-- start of DATA SECTION --

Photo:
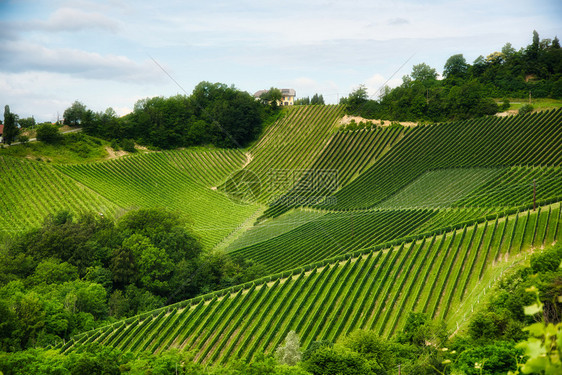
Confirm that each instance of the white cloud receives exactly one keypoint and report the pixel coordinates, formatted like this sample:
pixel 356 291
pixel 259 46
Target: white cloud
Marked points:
pixel 376 83
pixel 71 19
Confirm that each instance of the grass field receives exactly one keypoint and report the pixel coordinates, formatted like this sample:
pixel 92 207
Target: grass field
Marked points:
pixel 442 275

-- end of DATA SECTION --

◆ GOAL OF THE EXERCISE
Reproduce all of the material above line for line, leaving out the pictures.

◆ SOLUTION
Photo:
Confirm that each instance of the white cloud receives exactly one keypoint and report the pixel coordinates, formatted like this sample:
pixel 356 291
pixel 259 46
Target: white cloud
Marked points:
pixel 376 83
pixel 71 19
Confirm that each instance of the grass field receives exactly one keypoint and report the pixel coordinates, formatted like this sample:
pixel 92 207
Target: grass field
Marked points:
pixel 442 275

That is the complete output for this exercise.